____ Datos de la tarea
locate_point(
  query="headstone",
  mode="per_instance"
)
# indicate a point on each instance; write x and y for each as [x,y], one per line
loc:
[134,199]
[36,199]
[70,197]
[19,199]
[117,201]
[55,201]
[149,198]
________
## Qué hacer
Transcribe sin ningún cambio todas las líneas de los datos de arriba.

## Solución desarrollada
locate_point(
  query="headstone",
  mode="per_instance"
)
# indicate a point on each instance; write x and y for each as [x,y], one per line
loc:
[134,199]
[36,199]
[70,197]
[19,199]
[117,201]
[55,201]
[149,198]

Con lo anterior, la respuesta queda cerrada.